EXERCISE: Write out all of the material below again, requests included, shifting each answer point by adding 40 to both its x and y numbers while leaving the numbers in the requests and their samples unchanged. Leave the pictures out.

RECORDS FOR PROCESSING:
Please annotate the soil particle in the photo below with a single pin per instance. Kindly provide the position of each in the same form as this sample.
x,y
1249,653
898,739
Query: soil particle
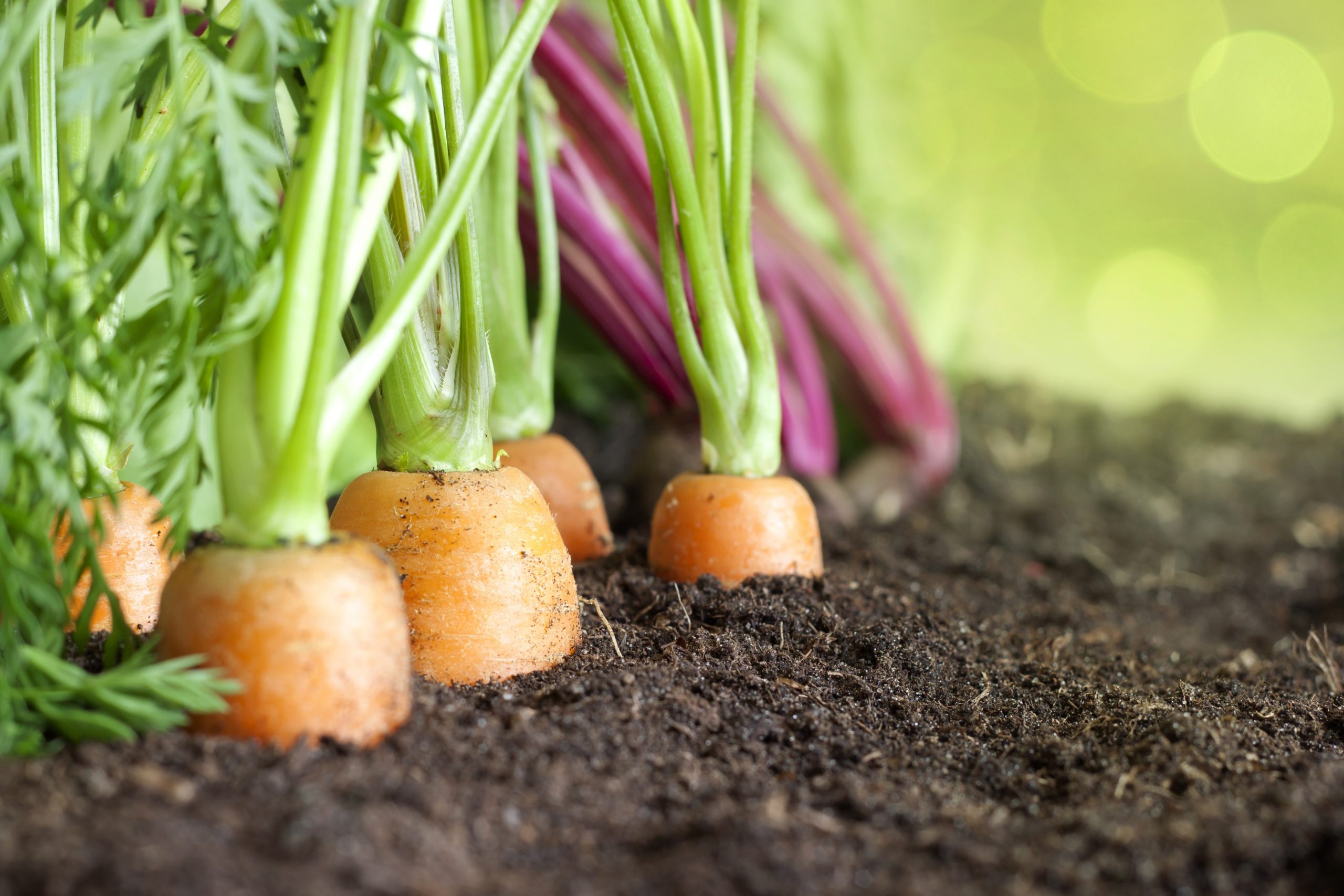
x,y
1089,667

SOLUTION FOR THIS EXERCISE:
Please annotate the soil particle in the photo below with a single pin per instance. Kindly provide the position of each in the same form as this sample.
x,y
1249,653
898,739
Query: soil particle
x,y
1129,707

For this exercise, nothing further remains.